Given problem —
Copy each of the entries below word for word, keeping every line as it is.

Recorded information —
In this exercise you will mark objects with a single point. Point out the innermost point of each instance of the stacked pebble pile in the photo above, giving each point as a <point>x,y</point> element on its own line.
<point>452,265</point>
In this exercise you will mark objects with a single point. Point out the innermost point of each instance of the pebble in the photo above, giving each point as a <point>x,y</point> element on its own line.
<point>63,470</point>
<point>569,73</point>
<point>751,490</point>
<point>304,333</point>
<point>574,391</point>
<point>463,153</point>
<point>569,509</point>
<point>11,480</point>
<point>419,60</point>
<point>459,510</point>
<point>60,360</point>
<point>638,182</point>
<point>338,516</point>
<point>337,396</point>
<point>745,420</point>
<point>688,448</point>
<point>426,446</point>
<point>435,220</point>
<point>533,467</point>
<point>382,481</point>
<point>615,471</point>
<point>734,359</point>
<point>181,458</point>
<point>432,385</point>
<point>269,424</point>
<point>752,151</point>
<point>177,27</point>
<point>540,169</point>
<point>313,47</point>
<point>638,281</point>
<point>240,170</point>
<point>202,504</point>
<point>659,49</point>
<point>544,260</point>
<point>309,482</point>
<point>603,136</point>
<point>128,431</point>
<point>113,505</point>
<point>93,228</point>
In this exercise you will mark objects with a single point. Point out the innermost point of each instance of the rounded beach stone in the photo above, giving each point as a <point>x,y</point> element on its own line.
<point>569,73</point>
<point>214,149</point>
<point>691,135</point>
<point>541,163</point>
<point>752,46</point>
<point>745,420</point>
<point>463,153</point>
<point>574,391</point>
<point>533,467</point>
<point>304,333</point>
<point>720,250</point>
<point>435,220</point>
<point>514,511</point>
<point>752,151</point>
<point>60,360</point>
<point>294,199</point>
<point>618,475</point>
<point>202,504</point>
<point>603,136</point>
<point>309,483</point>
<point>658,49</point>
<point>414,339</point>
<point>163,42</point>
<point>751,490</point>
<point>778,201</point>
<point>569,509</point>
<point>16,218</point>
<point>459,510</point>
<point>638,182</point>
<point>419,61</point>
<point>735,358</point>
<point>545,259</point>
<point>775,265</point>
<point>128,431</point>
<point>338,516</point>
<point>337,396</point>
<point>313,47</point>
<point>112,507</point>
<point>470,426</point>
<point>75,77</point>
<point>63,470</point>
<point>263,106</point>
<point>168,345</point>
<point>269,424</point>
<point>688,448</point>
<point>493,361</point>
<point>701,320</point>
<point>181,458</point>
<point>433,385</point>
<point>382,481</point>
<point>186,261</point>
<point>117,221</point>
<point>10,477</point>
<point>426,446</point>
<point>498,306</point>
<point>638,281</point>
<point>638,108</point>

Written reply —
In this exercise you will mark objects with a single point. Point out the innermost point of each instance of the stacked pebble pile in the photo above, giving each point as a <point>x,y</point> element on its own line.
<point>452,265</point>
In this exercise you will mark objects with a single point. Point out the innermost point of each instance of the pebble in the photo above, giving each point as a <point>x,y</point> element on its own line.
<point>63,470</point>
<point>569,73</point>
<point>751,490</point>
<point>304,333</point>
<point>574,391</point>
<point>463,153</point>
<point>569,509</point>
<point>11,480</point>
<point>419,60</point>
<point>459,510</point>
<point>60,360</point>
<point>638,182</point>
<point>338,516</point>
<point>337,396</point>
<point>745,420</point>
<point>688,448</point>
<point>426,446</point>
<point>435,220</point>
<point>533,467</point>
<point>382,481</point>
<point>615,471</point>
<point>734,359</point>
<point>181,458</point>
<point>432,385</point>
<point>269,424</point>
<point>752,151</point>
<point>177,27</point>
<point>540,169</point>
<point>313,47</point>
<point>638,281</point>
<point>240,170</point>
<point>202,504</point>
<point>659,49</point>
<point>544,260</point>
<point>309,482</point>
<point>603,136</point>
<point>128,431</point>
<point>113,505</point>
<point>93,228</point>
In this exercise you will mark objects with a single point. Point out the innermost point of each instance of the rounded beach stone in the photo above, giving each point as a <point>x,y</point> element on its own line.
<point>569,73</point>
<point>214,149</point>
<point>691,135</point>
<point>541,163</point>
<point>752,46</point>
<point>745,420</point>
<point>463,153</point>
<point>574,391</point>
<point>533,467</point>
<point>304,333</point>
<point>720,250</point>
<point>435,220</point>
<point>514,511</point>
<point>752,151</point>
<point>60,360</point>
<point>294,199</point>
<point>618,475</point>
<point>202,504</point>
<point>603,136</point>
<point>309,483</point>
<point>658,49</point>
<point>414,339</point>
<point>163,42</point>
<point>751,490</point>
<point>778,201</point>
<point>569,509</point>
<point>16,218</point>
<point>459,510</point>
<point>638,182</point>
<point>419,61</point>
<point>735,358</point>
<point>545,259</point>
<point>775,265</point>
<point>128,431</point>
<point>338,516</point>
<point>337,396</point>
<point>313,47</point>
<point>112,507</point>
<point>470,426</point>
<point>75,77</point>
<point>63,470</point>
<point>263,106</point>
<point>168,345</point>
<point>269,424</point>
<point>688,448</point>
<point>493,361</point>
<point>701,320</point>
<point>181,458</point>
<point>433,385</point>
<point>382,481</point>
<point>186,261</point>
<point>117,221</point>
<point>10,477</point>
<point>426,446</point>
<point>498,306</point>
<point>638,281</point>
<point>638,108</point>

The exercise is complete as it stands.